Exercise details.
Your copy should hold the lines below from the first through the one that contains "detect the steep", each retyped exactly, and no pictures.

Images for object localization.
^^^^

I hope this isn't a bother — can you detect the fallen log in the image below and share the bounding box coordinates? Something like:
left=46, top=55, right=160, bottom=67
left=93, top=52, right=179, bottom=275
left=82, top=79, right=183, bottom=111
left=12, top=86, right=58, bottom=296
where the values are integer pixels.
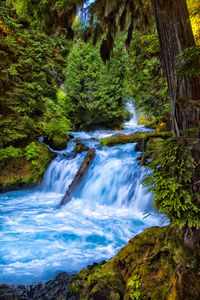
left=99, top=131, right=172, bottom=147
left=58, top=148, right=96, bottom=207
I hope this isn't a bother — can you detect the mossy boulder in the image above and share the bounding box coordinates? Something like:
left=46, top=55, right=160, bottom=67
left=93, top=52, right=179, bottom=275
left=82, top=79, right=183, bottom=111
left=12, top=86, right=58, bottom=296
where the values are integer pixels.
left=44, top=133, right=73, bottom=151
left=99, top=131, right=172, bottom=148
left=0, top=142, right=55, bottom=193
left=73, top=139, right=89, bottom=153
left=71, top=226, right=200, bottom=300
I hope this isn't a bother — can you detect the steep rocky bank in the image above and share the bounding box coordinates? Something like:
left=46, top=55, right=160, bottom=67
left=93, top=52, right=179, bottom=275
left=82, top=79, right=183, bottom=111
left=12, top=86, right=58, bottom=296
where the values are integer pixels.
left=0, top=142, right=55, bottom=193
left=71, top=226, right=200, bottom=300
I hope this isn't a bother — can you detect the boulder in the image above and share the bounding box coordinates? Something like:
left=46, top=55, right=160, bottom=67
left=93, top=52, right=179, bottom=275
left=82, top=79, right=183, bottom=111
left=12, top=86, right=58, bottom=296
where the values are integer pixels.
left=73, top=139, right=89, bottom=154
left=44, top=133, right=74, bottom=151
left=0, top=142, right=55, bottom=193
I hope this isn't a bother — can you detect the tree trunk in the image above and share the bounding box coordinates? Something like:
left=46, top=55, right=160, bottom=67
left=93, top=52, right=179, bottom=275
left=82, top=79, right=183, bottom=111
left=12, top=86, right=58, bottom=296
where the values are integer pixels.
left=59, top=148, right=95, bottom=207
left=151, top=0, right=200, bottom=137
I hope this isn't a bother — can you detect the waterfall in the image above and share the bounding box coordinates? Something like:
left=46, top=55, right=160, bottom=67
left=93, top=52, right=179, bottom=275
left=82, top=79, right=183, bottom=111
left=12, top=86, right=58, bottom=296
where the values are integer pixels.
left=0, top=109, right=159, bottom=285
left=124, top=101, right=138, bottom=129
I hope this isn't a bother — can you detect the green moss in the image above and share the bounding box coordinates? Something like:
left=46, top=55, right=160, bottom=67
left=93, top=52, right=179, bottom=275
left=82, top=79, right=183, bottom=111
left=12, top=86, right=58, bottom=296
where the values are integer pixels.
left=73, top=139, right=89, bottom=153
left=99, top=132, right=172, bottom=147
left=137, top=115, right=157, bottom=128
left=44, top=133, right=72, bottom=151
left=0, top=142, right=55, bottom=193
left=0, top=146, right=23, bottom=162
left=71, top=226, right=200, bottom=300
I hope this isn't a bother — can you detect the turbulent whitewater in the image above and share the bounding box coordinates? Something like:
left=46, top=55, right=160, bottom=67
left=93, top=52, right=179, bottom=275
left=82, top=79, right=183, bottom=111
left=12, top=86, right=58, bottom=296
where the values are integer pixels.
left=0, top=104, right=159, bottom=284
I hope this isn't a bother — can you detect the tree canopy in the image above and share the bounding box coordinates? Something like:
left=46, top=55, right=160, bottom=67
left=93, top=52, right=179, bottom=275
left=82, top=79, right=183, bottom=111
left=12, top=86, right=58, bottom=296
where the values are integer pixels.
left=64, top=37, right=128, bottom=129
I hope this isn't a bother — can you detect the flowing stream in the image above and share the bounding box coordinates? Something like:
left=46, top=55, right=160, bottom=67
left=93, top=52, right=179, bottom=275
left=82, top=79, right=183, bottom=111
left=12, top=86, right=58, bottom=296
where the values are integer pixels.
left=0, top=103, right=160, bottom=285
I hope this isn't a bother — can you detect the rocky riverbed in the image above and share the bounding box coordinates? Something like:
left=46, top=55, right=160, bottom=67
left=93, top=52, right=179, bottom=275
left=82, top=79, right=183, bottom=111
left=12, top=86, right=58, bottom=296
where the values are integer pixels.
left=0, top=273, right=77, bottom=300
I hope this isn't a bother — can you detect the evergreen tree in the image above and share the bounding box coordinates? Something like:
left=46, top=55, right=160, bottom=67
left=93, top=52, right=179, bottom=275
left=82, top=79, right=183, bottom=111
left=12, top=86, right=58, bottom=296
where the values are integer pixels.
left=64, top=38, right=127, bottom=129
left=126, top=33, right=170, bottom=123
left=0, top=4, right=72, bottom=148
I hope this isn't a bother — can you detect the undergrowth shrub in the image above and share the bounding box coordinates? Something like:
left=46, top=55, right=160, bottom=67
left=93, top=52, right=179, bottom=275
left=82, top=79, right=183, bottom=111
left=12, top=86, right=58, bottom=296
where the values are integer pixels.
left=0, top=146, right=22, bottom=162
left=25, top=142, right=40, bottom=161
left=143, top=138, right=200, bottom=228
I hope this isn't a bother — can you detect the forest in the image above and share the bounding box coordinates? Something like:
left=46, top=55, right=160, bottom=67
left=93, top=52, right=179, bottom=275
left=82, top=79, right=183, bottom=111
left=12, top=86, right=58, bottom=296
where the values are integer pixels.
left=0, top=0, right=200, bottom=299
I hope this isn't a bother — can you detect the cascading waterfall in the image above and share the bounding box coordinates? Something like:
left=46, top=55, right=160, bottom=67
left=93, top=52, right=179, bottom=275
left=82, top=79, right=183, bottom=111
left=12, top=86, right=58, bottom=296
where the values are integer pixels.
left=0, top=102, right=159, bottom=285
left=124, top=101, right=138, bottom=128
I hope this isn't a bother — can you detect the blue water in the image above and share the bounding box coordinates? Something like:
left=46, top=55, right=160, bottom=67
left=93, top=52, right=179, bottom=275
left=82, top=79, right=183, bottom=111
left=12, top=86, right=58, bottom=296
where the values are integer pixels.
left=0, top=106, right=159, bottom=285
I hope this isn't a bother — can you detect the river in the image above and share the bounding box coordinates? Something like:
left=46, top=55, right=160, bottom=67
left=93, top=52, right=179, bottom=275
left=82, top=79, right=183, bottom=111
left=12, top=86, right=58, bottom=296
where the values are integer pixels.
left=0, top=104, right=160, bottom=285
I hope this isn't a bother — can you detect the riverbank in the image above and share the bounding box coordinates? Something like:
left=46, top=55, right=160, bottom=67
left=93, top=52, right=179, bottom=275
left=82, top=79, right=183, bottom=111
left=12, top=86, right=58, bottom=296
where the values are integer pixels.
left=1, top=225, right=200, bottom=299
left=0, top=142, right=55, bottom=193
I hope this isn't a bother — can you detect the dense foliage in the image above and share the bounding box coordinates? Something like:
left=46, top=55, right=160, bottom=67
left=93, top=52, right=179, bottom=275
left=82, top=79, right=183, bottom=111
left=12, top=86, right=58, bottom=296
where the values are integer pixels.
left=0, top=4, right=72, bottom=148
left=1, top=0, right=200, bottom=232
left=144, top=138, right=200, bottom=228
left=187, top=0, right=200, bottom=43
left=64, top=38, right=128, bottom=129
left=125, top=33, right=170, bottom=124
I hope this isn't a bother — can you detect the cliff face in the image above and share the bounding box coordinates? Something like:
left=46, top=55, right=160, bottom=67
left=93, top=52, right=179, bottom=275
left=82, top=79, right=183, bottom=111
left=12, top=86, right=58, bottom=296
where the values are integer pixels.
left=71, top=226, right=200, bottom=300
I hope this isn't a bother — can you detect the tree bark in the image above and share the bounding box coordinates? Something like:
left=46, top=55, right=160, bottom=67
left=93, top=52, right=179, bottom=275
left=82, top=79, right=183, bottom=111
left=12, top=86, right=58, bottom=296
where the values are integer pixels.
left=151, top=0, right=200, bottom=137
left=58, top=148, right=96, bottom=207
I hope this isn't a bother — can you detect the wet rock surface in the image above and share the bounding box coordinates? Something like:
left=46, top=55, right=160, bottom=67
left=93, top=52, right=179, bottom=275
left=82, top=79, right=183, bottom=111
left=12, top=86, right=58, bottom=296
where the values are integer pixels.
left=0, top=273, right=78, bottom=300
left=44, top=133, right=73, bottom=151
left=73, top=139, right=89, bottom=153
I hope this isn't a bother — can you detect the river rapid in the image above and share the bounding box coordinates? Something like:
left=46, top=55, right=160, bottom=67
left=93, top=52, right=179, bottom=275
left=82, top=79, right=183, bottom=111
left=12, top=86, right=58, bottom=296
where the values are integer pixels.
left=0, top=104, right=160, bottom=285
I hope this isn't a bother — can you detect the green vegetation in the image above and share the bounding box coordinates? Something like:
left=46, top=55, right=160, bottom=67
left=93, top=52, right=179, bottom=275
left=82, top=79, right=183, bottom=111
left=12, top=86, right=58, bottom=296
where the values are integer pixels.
left=0, top=142, right=54, bottom=192
left=143, top=138, right=200, bottom=228
left=24, top=142, right=40, bottom=161
left=64, top=38, right=128, bottom=129
left=128, top=274, right=141, bottom=300
left=71, top=226, right=200, bottom=299
left=73, top=140, right=89, bottom=153
left=0, top=5, right=72, bottom=149
left=0, top=146, right=22, bottom=162
left=1, top=0, right=200, bottom=294
left=99, top=132, right=172, bottom=147
left=125, top=33, right=170, bottom=124
left=0, top=4, right=74, bottom=189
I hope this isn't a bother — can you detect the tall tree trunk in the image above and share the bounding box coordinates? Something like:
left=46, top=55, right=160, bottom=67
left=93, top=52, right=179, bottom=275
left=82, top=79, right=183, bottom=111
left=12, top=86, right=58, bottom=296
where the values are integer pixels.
left=151, top=0, right=200, bottom=137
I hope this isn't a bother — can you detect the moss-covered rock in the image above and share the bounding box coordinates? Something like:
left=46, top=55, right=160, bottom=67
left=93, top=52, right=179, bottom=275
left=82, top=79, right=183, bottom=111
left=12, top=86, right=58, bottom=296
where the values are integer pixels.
left=73, top=139, right=89, bottom=153
left=99, top=132, right=172, bottom=148
left=44, top=133, right=73, bottom=151
left=71, top=226, right=200, bottom=300
left=0, top=142, right=55, bottom=193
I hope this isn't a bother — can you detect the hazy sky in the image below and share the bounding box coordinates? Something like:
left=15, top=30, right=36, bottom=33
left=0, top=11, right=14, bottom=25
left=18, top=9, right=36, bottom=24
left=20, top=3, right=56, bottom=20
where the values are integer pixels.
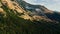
left=23, top=0, right=60, bottom=12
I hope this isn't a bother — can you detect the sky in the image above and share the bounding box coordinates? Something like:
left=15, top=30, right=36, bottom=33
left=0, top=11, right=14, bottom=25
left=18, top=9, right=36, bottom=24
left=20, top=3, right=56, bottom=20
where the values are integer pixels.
left=23, top=0, right=60, bottom=12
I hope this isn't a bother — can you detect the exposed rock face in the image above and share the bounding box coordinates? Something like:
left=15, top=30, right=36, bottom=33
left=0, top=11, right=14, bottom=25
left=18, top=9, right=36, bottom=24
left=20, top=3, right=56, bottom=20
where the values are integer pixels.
left=18, top=0, right=60, bottom=22
left=0, top=0, right=33, bottom=20
left=1, top=0, right=24, bottom=13
left=0, top=0, right=60, bottom=23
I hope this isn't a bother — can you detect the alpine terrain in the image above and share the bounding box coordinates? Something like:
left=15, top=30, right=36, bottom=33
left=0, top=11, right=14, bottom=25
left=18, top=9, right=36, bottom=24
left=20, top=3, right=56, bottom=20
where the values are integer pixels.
left=0, top=0, right=60, bottom=34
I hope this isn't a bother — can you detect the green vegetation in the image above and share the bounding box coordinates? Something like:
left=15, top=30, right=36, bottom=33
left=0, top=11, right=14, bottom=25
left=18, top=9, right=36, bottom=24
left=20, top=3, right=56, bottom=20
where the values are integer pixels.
left=0, top=1, right=60, bottom=34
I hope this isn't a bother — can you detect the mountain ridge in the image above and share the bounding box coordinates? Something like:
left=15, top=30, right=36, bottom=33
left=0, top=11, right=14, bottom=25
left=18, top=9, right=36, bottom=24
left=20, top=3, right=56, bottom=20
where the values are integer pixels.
left=0, top=0, right=60, bottom=23
left=16, top=0, right=60, bottom=23
left=0, top=0, right=60, bottom=34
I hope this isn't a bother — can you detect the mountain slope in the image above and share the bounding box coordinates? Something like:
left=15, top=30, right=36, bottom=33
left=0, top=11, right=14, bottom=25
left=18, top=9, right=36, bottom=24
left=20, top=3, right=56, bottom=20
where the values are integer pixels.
left=0, top=0, right=60, bottom=34
left=16, top=0, right=60, bottom=23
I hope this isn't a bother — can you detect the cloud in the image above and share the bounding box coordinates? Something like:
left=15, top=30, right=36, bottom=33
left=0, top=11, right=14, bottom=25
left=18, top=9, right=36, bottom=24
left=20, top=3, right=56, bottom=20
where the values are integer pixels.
left=53, top=0, right=60, bottom=2
left=45, top=3, right=60, bottom=11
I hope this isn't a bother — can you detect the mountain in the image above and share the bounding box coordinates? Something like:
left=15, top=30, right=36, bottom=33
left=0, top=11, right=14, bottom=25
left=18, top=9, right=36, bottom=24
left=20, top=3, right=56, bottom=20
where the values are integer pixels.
left=0, top=0, right=60, bottom=34
left=16, top=0, right=60, bottom=23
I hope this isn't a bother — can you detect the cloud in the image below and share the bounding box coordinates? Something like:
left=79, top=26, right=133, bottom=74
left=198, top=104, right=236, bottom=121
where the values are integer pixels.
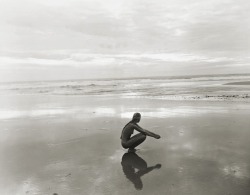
left=1, top=0, right=249, bottom=52
left=0, top=0, right=249, bottom=81
left=0, top=51, right=242, bottom=70
left=1, top=50, right=249, bottom=82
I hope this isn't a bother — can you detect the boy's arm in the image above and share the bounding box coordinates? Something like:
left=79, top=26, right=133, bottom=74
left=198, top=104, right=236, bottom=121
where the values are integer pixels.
left=144, top=129, right=161, bottom=139
left=133, top=124, right=161, bottom=139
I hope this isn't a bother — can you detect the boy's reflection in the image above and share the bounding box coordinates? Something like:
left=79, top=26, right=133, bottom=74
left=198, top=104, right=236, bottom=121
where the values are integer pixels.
left=121, top=152, right=161, bottom=190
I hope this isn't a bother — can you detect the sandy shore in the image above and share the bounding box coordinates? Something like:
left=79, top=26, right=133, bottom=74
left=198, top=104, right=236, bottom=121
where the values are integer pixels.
left=0, top=95, right=250, bottom=195
left=225, top=81, right=250, bottom=85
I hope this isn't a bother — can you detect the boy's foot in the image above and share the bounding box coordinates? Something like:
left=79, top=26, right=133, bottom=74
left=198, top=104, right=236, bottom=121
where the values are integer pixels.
left=154, top=164, right=162, bottom=169
left=128, top=148, right=137, bottom=152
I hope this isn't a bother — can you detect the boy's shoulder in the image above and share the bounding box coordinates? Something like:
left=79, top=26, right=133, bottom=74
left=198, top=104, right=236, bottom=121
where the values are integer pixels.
left=125, top=122, right=136, bottom=129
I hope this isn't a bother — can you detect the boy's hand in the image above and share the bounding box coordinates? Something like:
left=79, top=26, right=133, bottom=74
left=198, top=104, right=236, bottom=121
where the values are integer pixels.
left=154, top=164, right=162, bottom=169
left=155, top=134, right=161, bottom=139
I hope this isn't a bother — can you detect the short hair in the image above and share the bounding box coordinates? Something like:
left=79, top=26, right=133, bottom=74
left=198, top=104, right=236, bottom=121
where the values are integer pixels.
left=132, top=113, right=141, bottom=121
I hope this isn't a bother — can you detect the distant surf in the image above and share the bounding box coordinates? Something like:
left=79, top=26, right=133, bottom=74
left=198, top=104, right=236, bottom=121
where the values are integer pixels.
left=1, top=74, right=250, bottom=101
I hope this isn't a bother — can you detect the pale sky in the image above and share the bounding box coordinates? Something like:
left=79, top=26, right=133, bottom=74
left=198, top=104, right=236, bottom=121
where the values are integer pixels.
left=0, top=0, right=249, bottom=82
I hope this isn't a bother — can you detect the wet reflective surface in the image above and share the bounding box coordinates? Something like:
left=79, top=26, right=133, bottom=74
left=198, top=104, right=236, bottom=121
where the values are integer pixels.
left=121, top=152, right=161, bottom=190
left=0, top=95, right=250, bottom=194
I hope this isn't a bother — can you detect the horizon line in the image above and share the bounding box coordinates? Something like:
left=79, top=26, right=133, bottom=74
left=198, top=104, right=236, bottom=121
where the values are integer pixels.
left=1, top=73, right=250, bottom=84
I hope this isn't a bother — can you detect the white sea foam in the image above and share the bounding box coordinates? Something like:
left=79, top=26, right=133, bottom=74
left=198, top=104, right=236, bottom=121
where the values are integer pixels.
left=1, top=74, right=250, bottom=101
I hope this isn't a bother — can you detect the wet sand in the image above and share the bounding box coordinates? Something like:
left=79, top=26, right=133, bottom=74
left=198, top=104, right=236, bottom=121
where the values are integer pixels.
left=225, top=81, right=250, bottom=85
left=0, top=95, right=250, bottom=195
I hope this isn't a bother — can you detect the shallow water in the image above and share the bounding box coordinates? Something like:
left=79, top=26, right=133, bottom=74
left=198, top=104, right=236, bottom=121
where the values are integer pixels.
left=1, top=74, right=250, bottom=101
left=0, top=95, right=250, bottom=195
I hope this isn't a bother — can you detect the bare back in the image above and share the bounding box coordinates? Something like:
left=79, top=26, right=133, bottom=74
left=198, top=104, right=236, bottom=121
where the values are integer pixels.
left=121, top=123, right=135, bottom=142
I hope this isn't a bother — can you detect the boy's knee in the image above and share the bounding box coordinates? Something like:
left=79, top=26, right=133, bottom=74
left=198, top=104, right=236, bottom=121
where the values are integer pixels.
left=122, top=142, right=129, bottom=149
left=141, top=133, right=146, bottom=140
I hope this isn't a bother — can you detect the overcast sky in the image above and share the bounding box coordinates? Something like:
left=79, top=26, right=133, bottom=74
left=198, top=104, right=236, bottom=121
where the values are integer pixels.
left=0, top=0, right=249, bottom=82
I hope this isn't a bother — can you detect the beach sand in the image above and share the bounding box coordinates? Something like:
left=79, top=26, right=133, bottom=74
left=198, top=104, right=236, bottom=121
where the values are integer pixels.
left=0, top=94, right=250, bottom=195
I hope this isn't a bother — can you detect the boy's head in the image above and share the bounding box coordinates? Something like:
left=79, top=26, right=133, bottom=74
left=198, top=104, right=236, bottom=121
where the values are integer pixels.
left=132, top=112, right=141, bottom=123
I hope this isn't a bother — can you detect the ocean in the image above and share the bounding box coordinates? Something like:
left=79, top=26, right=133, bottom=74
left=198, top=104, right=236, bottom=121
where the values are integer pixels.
left=1, top=74, right=250, bottom=101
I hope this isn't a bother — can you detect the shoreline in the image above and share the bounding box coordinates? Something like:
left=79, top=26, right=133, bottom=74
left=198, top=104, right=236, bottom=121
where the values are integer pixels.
left=1, top=93, right=250, bottom=103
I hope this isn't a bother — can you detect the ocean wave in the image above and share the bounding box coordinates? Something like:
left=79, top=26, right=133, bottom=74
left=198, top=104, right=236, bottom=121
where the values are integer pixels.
left=1, top=74, right=250, bottom=101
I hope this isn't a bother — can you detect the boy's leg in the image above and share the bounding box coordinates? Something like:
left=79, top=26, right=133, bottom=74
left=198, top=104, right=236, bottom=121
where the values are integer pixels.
left=126, top=133, right=146, bottom=149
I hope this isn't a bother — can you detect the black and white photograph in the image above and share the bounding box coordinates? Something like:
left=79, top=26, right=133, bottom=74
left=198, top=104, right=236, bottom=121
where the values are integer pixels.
left=0, top=0, right=250, bottom=194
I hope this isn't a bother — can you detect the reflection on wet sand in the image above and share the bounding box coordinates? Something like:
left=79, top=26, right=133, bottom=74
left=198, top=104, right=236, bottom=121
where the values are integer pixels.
left=1, top=95, right=250, bottom=194
left=121, top=152, right=161, bottom=190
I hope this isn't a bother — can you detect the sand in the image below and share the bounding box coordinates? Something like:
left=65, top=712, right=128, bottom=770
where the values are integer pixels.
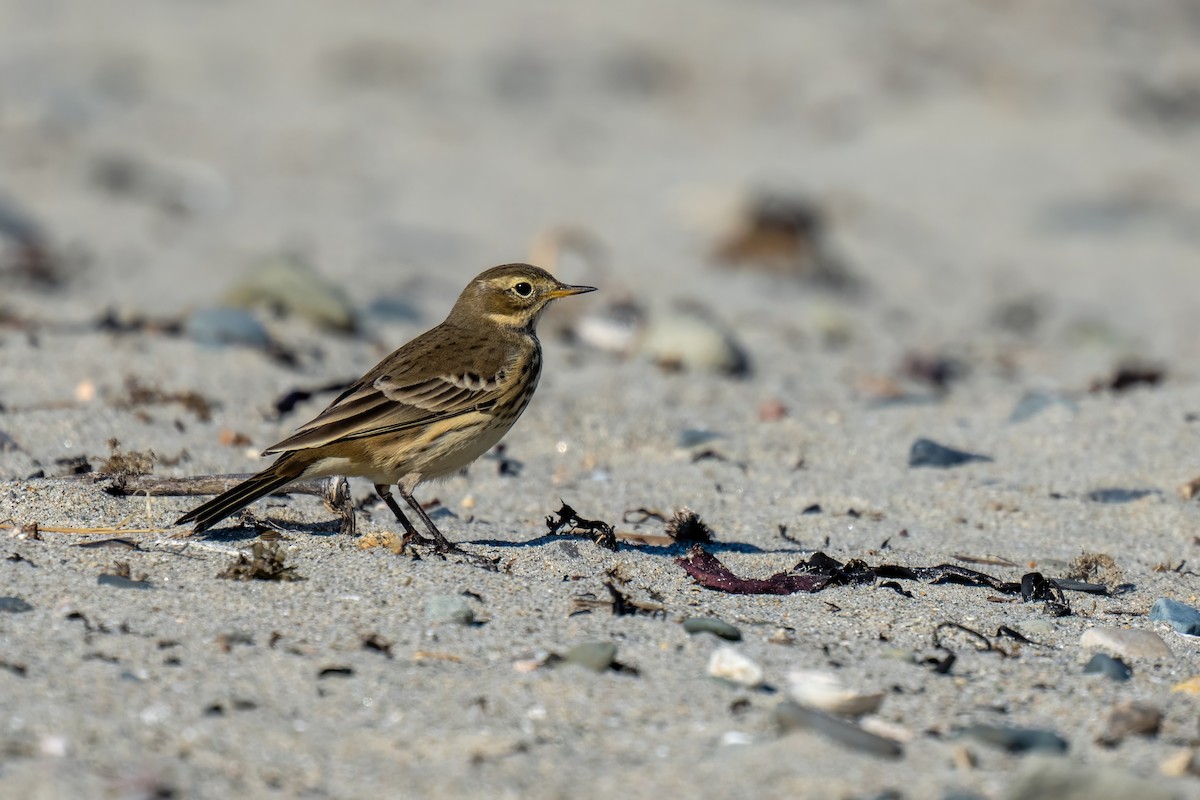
left=2, top=1, right=1200, bottom=797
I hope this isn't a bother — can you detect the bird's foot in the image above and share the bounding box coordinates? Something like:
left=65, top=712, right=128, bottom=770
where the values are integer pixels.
left=399, top=531, right=498, bottom=570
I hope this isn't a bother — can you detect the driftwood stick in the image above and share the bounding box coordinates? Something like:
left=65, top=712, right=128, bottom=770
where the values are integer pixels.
left=63, top=473, right=357, bottom=537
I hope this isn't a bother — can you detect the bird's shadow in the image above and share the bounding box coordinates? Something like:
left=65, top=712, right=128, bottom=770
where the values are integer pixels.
left=467, top=533, right=802, bottom=557
left=185, top=519, right=343, bottom=543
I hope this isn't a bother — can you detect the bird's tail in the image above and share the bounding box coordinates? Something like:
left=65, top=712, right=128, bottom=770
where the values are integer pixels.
left=175, top=454, right=306, bottom=533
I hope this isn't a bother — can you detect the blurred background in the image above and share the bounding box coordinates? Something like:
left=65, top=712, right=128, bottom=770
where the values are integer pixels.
left=2, top=0, right=1199, bottom=378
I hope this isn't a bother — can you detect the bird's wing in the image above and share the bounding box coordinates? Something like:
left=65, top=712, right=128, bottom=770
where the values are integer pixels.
left=262, top=325, right=516, bottom=454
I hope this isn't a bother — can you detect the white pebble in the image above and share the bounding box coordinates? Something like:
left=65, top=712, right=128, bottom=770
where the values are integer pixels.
left=707, top=646, right=764, bottom=687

^^^^

Result.
I hope this isn't a bother — can you detect the fallen log in the image below and share the bounding box coordinates? Something like:
left=46, top=55, right=160, bottom=67
left=93, top=52, right=179, bottom=275
left=82, top=79, right=183, bottom=111
left=12, top=86, right=58, bottom=296
where the values are integer pixels.
left=99, top=131, right=172, bottom=147
left=58, top=148, right=96, bottom=207
I hope this isn't a bother — can you detect the mossy boulder in the image above and share the bounding box coordinates? Something like:
left=46, top=55, right=160, bottom=67
left=93, top=52, right=179, bottom=275
left=82, top=79, right=183, bottom=111
left=12, top=86, right=58, bottom=296
where the values are integer pixels.
left=44, top=133, right=73, bottom=151
left=99, top=131, right=172, bottom=148
left=0, top=142, right=55, bottom=193
left=73, top=139, right=89, bottom=153
left=71, top=226, right=200, bottom=300
I hope this isn't a bother — can you detect the steep rocky bank in the image above and share the bounding box coordinates? Something like:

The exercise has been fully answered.